ARTIKEL.
Die Buchmacher

Die Buchmacher

Ein Blick in die Branchenblätter der Buch- und Verlagswelt. Jeden Montag ab 12 Uhr.
11.11.2002. Diese Woche lesen Sie: Warum Holtzbrinck seine Schulbuchverlage verkauft hat. Wer Interesse an den FAZ-Buchverlagen haben könnte und was dtv damit zu tun hat. Und wie wichtig Non-Books mittlerweile sind. Von Hubertus Volmer

Börsenblatt

Holtzbrinck hat seine Schulbuchverlage an Westermann verkauft, für die Wissenschaftsverlage Spektrum Akademischer Verlag und Urban & Fischer werden noch Käufer gesucht. "Sollte die Kartellaufsicht grünes Licht geben, gäbe es nur noch drei große Schulbuchgruppen in Deutschland: Cornelsen, Klett und Westermann." Der Verkauf der Schulbuchverlage stehe für einen Strategiewechsel bei Holtzbrinck, schreibt das Börsenblatt: Langfristig seien mit den Bildungs- und Wissenschaftsverlagen im Ausland höhere Wachstumsraten zu erzielen, zitiert das Böbla den Konzernsprecher. Die internationalen Holtzbrinck-Verlage erwirtschafteten etwa 45 Prozent des Konzern-Gesamtumsatzes. Künftig stehe auch das Geschäft mit Zeitungen und Wirtschaftsinformationen im Zentrum der Wachstumsstrategie. Mehr hier und hier.

Zunächst nur Spekulation, jetzt eine Nachricht: Die deutschen Random-House-Verlage bekommen einen neuen Chef: Joerg Pfuhl löst Arnold Kiel als "Chairman und Chief Executive Officer" ab. Bislang war Pfuhl President von Random House weltweit und damit Kiels direkter Vorgesetzter. "Diese Position, die Tim Arnold, Leiter der Unternehmenskommunikation bei Random House, als an den Vorstand angegliederte Stabsstelle umschreibt, wird nicht wieder besetzt. (...) Arnold Kiel war erst im vergangenen März als CEO nach München gekommen, um die Kosten unter Kontrolle zu bekommen. Zugleich hatte Buchvorstand Peter Olson seinem deutschen Zweig die Konzentration auf die Kernfelder Belletristik, Sachbuch und Kinder- und Jugendbuch verordnet und die Ratgeber drangegeben."

ERFASSTE DATEN.
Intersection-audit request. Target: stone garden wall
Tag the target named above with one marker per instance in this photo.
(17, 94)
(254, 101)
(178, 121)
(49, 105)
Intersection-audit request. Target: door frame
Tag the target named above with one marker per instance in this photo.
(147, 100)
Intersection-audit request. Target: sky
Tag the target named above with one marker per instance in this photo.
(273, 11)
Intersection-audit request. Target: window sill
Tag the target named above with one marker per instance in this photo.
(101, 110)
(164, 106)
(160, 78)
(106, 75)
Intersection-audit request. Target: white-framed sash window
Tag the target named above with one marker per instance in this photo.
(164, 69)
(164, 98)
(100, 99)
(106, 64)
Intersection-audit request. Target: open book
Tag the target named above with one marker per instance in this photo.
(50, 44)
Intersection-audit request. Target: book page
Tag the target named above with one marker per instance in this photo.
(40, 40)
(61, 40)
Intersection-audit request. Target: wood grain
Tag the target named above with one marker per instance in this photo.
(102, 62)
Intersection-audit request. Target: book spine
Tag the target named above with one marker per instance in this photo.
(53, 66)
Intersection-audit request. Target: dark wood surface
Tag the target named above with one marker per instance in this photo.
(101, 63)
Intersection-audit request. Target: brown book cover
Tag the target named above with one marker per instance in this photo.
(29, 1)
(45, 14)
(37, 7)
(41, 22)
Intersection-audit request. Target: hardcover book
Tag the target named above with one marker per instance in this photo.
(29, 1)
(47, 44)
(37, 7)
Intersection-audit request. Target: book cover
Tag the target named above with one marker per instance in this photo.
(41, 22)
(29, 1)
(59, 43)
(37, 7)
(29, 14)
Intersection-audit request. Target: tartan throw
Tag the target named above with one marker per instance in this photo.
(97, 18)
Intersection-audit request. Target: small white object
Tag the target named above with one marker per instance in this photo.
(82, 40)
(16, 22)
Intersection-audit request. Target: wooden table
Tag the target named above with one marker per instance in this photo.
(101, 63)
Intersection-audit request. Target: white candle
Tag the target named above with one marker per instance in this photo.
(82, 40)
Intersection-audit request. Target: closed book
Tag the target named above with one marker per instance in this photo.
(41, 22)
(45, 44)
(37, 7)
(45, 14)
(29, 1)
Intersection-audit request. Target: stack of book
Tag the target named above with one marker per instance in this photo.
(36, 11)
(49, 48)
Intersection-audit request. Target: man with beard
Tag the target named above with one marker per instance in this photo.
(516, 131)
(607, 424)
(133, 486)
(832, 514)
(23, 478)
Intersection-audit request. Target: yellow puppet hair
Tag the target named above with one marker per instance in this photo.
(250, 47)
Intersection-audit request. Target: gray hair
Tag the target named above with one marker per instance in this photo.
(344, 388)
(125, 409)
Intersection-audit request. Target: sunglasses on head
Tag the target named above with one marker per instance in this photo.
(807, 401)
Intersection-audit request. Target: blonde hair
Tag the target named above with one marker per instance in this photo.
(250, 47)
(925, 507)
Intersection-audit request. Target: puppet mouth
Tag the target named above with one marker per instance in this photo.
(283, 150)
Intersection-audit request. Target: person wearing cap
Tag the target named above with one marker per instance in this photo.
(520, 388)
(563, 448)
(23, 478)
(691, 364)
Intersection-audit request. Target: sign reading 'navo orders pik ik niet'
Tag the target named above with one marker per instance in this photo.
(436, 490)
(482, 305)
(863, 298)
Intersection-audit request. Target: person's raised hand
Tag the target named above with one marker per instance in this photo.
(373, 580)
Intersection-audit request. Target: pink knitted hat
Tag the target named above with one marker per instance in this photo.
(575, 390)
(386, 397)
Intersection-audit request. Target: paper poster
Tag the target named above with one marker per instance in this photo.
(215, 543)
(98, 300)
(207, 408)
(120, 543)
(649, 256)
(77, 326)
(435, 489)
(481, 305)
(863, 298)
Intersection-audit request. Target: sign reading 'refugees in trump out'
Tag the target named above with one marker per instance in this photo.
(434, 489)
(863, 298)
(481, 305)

AUFGABEN.
[a] Gib den Abschnitt des Artikels wortgetreu wieder, der mit den Worten „Holtzbrinck hat seine“ einsetzt und mit „hier und hier.“ schließt.
[b] Übertrage den Satz „Bislang war Pfuhl President von Random House weltweit und damit Kiels direkter Vorgesetzter.“ aus dem Artikel ins Englische.
Die Einträge stehen in keinem Zusammenhang mit dem Artikel.

ERGEBNISSE JE AUFGABE.
[a]
Holtzbrinck hat seine Schulbuchverlage an Westermann verkauft, für die Wissenschaftsverlage Spektrum Akademischer Verlag und Urban & Fischer werden noch Käufer gesucht. "Sollte die Kartellaufsicht grünes Licht geben, gäbe es nur noch drei große Schulbuchgruppen in Deutschland: Cornelsen, Klett und Westermann." Der Verkauf der Schulbuchverlage stehe für einen Strategiewechsel bei Holtzbrinck, schreibt das Börsenblatt: Langfristig seien mit den Bildungs- und Wissenschaftsverlagen im Ausland höhere Wachstumsraten zu erzielen, zitiert das Böbla den Konzernsprecher. Die internationalen Holtzbrinck-Verlage erwirtschafteten etwa 45 Prozent des Konzern-Gesamtumsatzes. Künftig stehe auch das Geschäft mit Zeitungen und Wirtschaftsinformationen im Zentrum der Wachstumsstrategie. Mehr hier und hier.

[b] Until now, Pfuhl was President of Random House worldwide and thus Kiel's direct superior.